Instruction: Return every line below that contains the string "safety", copying each one in full.

====== Data lines

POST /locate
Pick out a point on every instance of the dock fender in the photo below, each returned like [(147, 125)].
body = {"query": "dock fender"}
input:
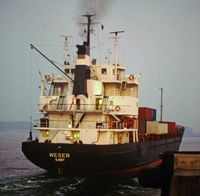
[(153, 177)]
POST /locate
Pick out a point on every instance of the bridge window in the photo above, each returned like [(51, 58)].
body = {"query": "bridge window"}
[(104, 71)]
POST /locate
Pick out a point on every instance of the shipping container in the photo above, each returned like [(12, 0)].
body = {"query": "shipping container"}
[(145, 113), (142, 126), (155, 127), (154, 115), (171, 126)]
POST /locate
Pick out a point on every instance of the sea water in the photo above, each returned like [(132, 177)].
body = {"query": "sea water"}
[(20, 177)]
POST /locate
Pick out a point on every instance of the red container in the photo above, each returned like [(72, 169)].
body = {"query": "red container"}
[(145, 113)]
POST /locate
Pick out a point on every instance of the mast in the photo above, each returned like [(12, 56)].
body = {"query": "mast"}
[(161, 104), (33, 47), (66, 42), (89, 22), (116, 38)]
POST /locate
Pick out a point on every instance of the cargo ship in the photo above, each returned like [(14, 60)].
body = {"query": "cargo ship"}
[(91, 123)]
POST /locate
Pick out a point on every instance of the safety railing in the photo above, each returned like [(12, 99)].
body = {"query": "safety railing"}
[(83, 107)]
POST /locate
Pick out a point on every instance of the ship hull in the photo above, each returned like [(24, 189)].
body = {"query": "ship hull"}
[(90, 160)]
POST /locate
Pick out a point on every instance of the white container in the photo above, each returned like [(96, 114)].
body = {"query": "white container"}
[(155, 127)]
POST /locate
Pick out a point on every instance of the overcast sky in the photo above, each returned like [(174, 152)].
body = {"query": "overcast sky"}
[(161, 41)]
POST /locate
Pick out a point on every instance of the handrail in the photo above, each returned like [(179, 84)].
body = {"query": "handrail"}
[(81, 107)]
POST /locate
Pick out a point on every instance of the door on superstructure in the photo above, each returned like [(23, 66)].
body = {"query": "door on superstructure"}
[(99, 103)]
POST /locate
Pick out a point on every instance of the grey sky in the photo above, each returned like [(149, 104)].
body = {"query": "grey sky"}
[(161, 41)]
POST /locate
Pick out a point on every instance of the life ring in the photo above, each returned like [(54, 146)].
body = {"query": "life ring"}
[(131, 77), (47, 77), (45, 108), (117, 108), (95, 77)]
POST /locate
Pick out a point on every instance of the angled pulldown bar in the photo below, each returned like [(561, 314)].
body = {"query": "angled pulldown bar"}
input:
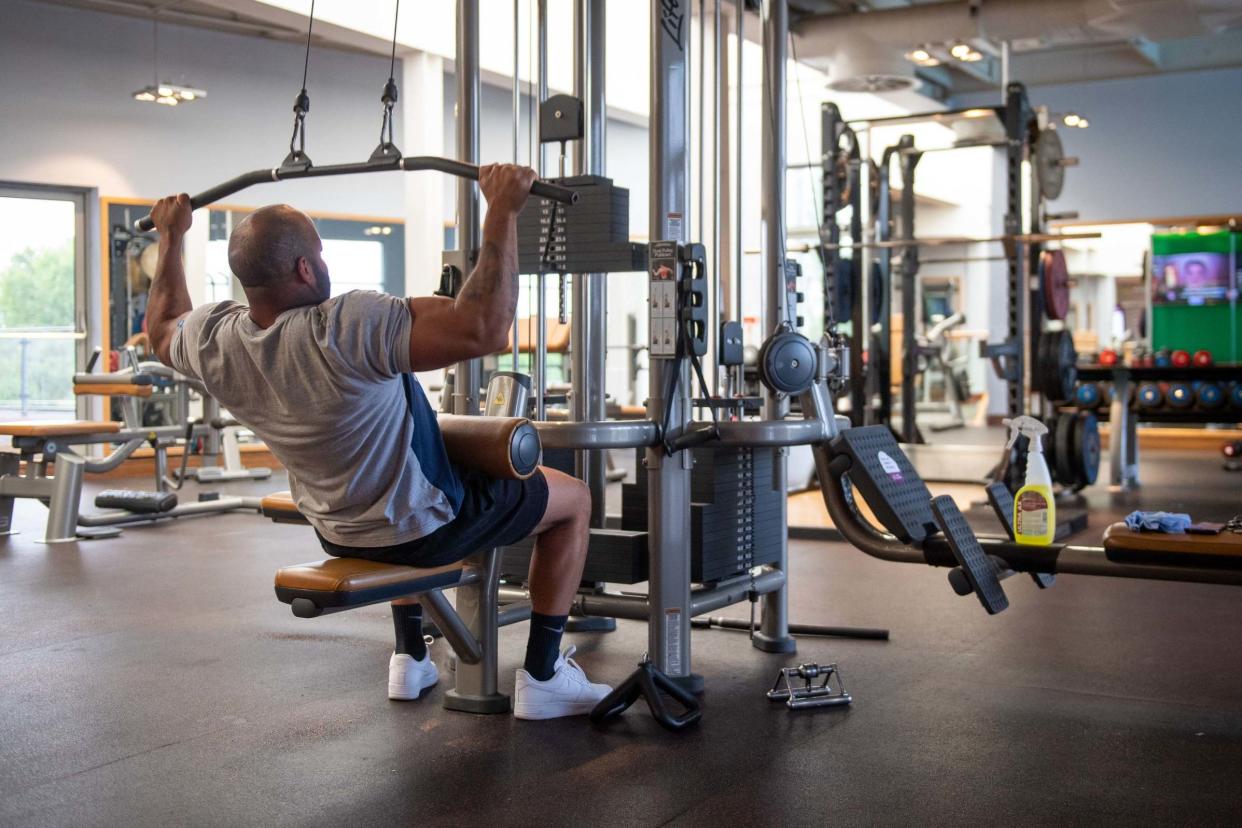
[(409, 164)]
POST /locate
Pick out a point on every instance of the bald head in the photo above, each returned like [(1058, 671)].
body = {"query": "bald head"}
[(268, 246)]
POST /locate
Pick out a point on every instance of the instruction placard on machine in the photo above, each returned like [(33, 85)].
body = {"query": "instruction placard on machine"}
[(662, 298)]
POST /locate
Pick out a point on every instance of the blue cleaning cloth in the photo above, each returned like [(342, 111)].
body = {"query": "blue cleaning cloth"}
[(1168, 522)]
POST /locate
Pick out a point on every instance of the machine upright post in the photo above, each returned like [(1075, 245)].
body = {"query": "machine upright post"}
[(668, 477), (476, 688), (468, 374), (773, 633), (539, 359), (62, 505), (908, 159), (589, 335), (1015, 129)]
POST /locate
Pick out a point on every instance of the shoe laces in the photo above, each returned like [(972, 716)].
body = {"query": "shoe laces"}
[(566, 658)]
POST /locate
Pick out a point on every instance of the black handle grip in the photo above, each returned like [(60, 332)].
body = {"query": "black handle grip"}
[(411, 164)]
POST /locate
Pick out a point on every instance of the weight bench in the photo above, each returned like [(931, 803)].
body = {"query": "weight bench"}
[(281, 508), (39, 445), (1124, 544), (504, 447)]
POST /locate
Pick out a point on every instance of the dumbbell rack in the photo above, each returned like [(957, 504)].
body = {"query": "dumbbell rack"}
[(1124, 414)]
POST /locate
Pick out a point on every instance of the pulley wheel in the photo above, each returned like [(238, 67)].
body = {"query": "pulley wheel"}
[(1048, 170), (788, 361)]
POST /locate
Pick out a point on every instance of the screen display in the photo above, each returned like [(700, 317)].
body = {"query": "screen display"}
[(1191, 278)]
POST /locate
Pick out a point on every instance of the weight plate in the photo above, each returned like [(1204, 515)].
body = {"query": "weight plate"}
[(842, 291), (786, 363), (1065, 448), (1087, 448), (1040, 369), (1056, 370), (873, 186), (1055, 283), (1067, 365), (1048, 154), (877, 293)]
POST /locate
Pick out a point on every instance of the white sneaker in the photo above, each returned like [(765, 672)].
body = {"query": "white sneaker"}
[(409, 677), (566, 693)]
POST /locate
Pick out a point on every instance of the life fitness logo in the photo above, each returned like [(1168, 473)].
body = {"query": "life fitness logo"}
[(891, 468), (671, 19)]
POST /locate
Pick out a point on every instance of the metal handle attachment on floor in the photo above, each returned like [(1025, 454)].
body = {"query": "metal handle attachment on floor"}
[(410, 164), (650, 683)]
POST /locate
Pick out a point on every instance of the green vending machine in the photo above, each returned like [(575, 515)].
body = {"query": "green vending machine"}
[(1194, 292)]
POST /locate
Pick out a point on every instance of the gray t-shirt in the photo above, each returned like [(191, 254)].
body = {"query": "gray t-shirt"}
[(328, 389)]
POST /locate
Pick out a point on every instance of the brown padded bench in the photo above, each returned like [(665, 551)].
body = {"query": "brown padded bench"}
[(345, 582), (503, 447), (280, 507), (113, 389), (1122, 543), (60, 428)]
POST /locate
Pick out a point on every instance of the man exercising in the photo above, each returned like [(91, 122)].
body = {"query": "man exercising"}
[(328, 384)]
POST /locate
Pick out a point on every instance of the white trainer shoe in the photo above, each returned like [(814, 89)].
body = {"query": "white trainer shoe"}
[(409, 677), (568, 693)]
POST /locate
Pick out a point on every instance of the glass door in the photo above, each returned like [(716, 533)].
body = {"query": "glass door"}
[(42, 301)]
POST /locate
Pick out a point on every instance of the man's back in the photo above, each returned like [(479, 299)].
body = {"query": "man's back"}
[(328, 389)]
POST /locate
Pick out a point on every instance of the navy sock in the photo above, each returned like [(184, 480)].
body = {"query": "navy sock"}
[(543, 646), (407, 626)]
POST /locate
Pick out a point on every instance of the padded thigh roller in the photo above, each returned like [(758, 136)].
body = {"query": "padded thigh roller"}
[(499, 447)]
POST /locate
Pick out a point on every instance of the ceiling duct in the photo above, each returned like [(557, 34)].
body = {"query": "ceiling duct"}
[(860, 51), (862, 65)]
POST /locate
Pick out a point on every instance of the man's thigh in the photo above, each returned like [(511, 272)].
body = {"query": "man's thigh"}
[(568, 499)]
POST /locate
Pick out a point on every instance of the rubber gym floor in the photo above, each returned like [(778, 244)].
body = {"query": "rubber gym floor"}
[(154, 680)]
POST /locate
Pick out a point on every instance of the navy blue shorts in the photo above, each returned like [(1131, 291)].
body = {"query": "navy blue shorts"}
[(493, 513)]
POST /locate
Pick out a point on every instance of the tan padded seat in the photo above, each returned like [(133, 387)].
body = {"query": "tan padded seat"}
[(1122, 540), (344, 582), (281, 508), (61, 428), (113, 390)]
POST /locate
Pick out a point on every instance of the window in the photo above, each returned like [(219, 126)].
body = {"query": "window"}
[(42, 278)]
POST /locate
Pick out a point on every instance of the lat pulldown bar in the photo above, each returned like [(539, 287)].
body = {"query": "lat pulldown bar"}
[(410, 164)]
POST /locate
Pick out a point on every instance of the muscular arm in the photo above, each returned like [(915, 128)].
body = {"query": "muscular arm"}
[(477, 322), (169, 299)]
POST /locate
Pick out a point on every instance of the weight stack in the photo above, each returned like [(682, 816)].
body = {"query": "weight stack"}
[(591, 236), (735, 507), (612, 556)]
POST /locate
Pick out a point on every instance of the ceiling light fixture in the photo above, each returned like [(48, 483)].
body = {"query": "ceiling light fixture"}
[(169, 94), (922, 57)]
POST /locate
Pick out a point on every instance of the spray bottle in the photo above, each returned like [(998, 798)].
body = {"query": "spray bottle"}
[(1035, 510)]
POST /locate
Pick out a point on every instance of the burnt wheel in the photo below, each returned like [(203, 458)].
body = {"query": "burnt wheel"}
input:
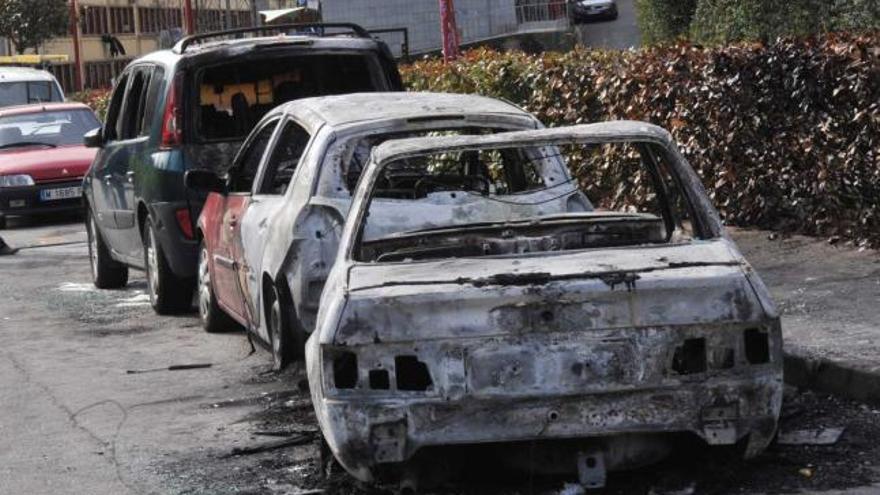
[(284, 332), (107, 273), (213, 318), (168, 294)]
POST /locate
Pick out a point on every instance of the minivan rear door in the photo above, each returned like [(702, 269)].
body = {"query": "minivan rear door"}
[(128, 166)]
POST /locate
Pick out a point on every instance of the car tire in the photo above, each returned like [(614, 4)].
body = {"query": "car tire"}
[(168, 294), (285, 335), (107, 273), (213, 318)]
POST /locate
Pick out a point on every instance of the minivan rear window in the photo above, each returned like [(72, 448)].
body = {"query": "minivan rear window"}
[(234, 97)]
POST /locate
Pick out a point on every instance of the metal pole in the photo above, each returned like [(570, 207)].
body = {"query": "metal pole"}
[(188, 20), (449, 31), (255, 14), (77, 59)]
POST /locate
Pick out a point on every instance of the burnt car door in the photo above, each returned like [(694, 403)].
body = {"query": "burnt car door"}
[(106, 160), (275, 178), (227, 286)]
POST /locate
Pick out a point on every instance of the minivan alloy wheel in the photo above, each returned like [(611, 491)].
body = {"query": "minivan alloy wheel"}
[(93, 247), (107, 273), (152, 265)]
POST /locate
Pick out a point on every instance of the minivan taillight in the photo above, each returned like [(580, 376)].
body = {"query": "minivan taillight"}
[(172, 117)]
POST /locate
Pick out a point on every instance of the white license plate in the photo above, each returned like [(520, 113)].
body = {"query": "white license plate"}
[(60, 193)]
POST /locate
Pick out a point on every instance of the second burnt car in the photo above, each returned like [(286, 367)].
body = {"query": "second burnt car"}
[(270, 230), (558, 324), (191, 107)]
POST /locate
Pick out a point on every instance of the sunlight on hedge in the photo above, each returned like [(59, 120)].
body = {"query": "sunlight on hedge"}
[(785, 135)]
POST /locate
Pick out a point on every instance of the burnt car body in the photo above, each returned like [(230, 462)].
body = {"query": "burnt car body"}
[(270, 233), (191, 108), (524, 316)]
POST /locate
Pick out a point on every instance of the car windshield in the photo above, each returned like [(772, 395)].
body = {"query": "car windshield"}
[(516, 200), (233, 97), (54, 128), (25, 92), (345, 160)]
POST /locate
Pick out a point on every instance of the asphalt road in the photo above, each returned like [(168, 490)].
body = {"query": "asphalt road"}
[(74, 419), (620, 34)]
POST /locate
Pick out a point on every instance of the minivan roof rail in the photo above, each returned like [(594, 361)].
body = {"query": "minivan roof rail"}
[(358, 31)]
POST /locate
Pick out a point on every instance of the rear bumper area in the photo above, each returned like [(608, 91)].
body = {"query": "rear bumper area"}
[(29, 200), (722, 401), (181, 252)]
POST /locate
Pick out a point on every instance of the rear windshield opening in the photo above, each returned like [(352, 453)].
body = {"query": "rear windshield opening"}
[(516, 200), (55, 128), (234, 97), (26, 92)]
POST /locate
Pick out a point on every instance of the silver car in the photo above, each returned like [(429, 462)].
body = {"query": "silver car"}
[(567, 297), (271, 230)]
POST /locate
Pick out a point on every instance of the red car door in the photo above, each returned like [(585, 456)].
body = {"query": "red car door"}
[(225, 280), (227, 252)]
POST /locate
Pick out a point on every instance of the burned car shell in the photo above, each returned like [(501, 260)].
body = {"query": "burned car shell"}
[(293, 239), (564, 345)]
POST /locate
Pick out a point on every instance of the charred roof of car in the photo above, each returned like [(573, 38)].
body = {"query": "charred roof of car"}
[(364, 107), (621, 131), (241, 46)]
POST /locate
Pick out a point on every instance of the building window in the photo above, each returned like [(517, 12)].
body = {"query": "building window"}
[(100, 74), (93, 20), (121, 20), (156, 19)]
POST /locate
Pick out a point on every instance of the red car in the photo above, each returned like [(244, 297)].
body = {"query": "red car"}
[(42, 158)]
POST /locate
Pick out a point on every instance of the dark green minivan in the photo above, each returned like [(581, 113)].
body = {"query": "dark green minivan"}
[(190, 108)]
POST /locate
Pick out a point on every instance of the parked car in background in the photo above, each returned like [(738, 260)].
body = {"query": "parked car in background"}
[(190, 108), (42, 158), (556, 325), (23, 86), (270, 231), (592, 10)]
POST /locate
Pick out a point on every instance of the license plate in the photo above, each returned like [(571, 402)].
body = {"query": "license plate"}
[(60, 193)]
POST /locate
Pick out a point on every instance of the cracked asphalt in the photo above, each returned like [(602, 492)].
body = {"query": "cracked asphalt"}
[(88, 405)]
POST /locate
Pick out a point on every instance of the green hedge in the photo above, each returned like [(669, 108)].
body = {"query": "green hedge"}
[(723, 21), (662, 20), (785, 136), (97, 99)]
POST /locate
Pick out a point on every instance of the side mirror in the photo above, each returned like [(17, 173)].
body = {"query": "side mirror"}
[(94, 138), (205, 181)]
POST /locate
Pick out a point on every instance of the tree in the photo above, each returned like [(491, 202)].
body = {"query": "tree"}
[(28, 23)]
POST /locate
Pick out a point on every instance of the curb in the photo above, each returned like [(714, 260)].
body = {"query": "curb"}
[(833, 377)]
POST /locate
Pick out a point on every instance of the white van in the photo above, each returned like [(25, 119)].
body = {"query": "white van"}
[(24, 85)]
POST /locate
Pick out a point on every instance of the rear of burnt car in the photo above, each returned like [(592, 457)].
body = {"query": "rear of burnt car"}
[(341, 65), (192, 132), (511, 332)]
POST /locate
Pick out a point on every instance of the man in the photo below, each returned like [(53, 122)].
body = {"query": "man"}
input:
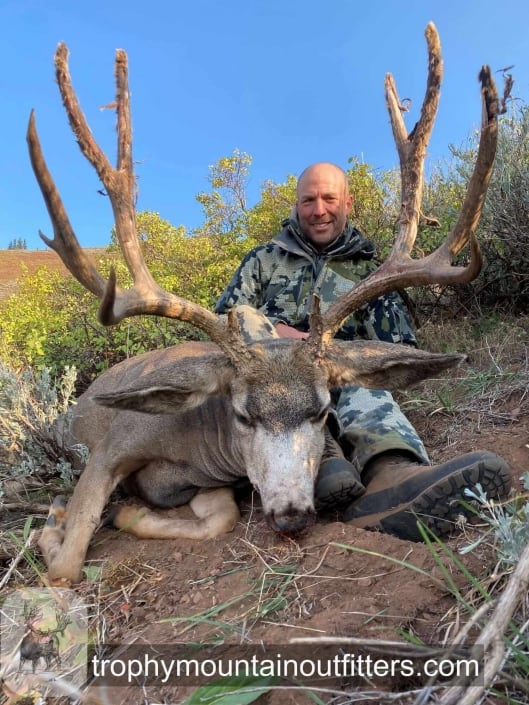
[(387, 482)]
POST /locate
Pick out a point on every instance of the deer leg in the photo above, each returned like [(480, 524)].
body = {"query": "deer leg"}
[(216, 512), (67, 533)]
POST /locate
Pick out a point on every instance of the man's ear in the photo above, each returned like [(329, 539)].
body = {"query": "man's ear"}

============

Correct response:
Pick out a point on every instance of the safety railing in the photo above, each returned like [(12, 99)].
body = {"query": "safety railing"}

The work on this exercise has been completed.